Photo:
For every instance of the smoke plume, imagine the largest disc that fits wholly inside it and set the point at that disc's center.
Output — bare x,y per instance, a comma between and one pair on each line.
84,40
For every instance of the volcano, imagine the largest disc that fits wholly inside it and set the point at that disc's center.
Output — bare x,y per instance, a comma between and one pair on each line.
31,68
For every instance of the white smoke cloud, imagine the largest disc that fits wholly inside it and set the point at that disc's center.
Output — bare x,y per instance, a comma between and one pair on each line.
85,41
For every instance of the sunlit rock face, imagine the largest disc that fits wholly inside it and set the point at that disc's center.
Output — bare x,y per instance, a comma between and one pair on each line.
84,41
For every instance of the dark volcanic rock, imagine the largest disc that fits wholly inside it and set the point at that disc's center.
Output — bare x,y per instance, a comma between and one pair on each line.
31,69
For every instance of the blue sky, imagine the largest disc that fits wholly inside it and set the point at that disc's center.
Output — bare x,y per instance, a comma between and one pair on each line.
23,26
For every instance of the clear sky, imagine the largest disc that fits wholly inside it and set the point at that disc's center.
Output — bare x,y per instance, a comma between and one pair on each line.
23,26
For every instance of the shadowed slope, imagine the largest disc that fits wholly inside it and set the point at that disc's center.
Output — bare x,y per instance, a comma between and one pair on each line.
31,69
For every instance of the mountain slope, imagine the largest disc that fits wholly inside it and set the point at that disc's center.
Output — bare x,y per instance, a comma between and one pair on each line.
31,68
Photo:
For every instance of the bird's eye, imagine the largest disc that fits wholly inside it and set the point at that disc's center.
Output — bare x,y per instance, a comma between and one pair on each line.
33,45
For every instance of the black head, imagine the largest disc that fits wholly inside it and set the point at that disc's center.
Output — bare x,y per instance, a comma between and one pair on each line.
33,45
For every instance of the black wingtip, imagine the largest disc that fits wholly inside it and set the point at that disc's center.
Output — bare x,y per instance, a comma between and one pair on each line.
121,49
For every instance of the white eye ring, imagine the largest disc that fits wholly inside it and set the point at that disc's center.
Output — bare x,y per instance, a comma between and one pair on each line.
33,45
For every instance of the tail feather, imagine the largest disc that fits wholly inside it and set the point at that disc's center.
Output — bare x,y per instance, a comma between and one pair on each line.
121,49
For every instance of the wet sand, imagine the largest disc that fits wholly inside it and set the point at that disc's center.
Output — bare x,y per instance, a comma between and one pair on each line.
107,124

━━━━━━━━━━━━━━━━━━━━

Copy all of the records above line for line, without changing a word.

→ Complete response:
Photo:
For every instance of the smoke plume, imagine the largest disc that fits wholly inside it and set the point at that disc's center.
Output — bare x,y per instance, a comma between and one pair on each line.
84,40
For every instance of the volcano, imagine the largest disc that fits wholly inside it and set the point at that disc's center.
Output — bare x,y per instance, a comma between and one pair on each line.
31,68
For every instance of the white smoke cloud, imagine the largest disc that fits wholly inside it and set the point at that disc's center.
Output — bare x,y per instance, a comma between and one pair on each line.
85,41
For every instance of the sunlit rock face, imagine the largest disc that fits wholly inside it and set the point at that disc's center.
Output — bare x,y per instance, a comma between and one pair on each line.
84,41
For every instance of the dark volcanic rock, imagine the largest disc that fits wholly inside it and set the point at that disc's center.
Output — bare x,y per instance, a comma between and one pair on each line.
31,69
For every instance of the blue sky, imagine the largest disc that fits wholly inside it and set the point at that disc's center.
Output — bare x,y per instance, a comma between and one pair on each line.
23,26
For every instance of the clear sky, imagine the largest disc that fits wholly inside it and set the point at that disc's center.
Output — bare x,y per instance, a comma between and one pair on each line.
23,26
For every instance of the shadowed slope, imagine the largest disc that fits wholly inside it and set the point at that disc's center.
Output — bare x,y per instance, a comma between and one pair on each line.
31,69
For every instance of the mountain slope, imagine the largest disc that fits wholly inside it and set the point at that disc's center.
Output — bare x,y per instance, a comma between and one pair on each line.
31,68
Photo:
For every instance of the bird's eye, imagine the largest disc that fits wholly inside it and set the point at that disc's center.
Output — bare x,y per instance, a comma between and one pair on each line.
33,45
For every instance of the black head, imagine the largest disc that fits wholly inside it and set the point at that disc's center.
Output — bare x,y per instance, a comma between and one pair on each line.
33,45
For every instance of the black wingtip, imagine the largest disc that fits wholly inside it and set the point at that disc's center.
Output — bare x,y per instance, a comma between and one pair on each line.
121,49
For every instance of the white eye ring, imagine the largest disc that fits wholly inside it and set the point at that disc's center.
Output — bare x,y per instance, a comma between and one pair on each line.
33,45
For every instance of the tail feather, imagine the largest disc that fits wholly inside it and set the point at that disc's center.
Output — bare x,y per instance, a comma between and one pair on each line.
121,49
For every instance of the wet sand, imagine the largest disc that fits wholly inside it and set the point at that disc's center.
Output — bare x,y per instance, a comma between and one pair on each line.
107,124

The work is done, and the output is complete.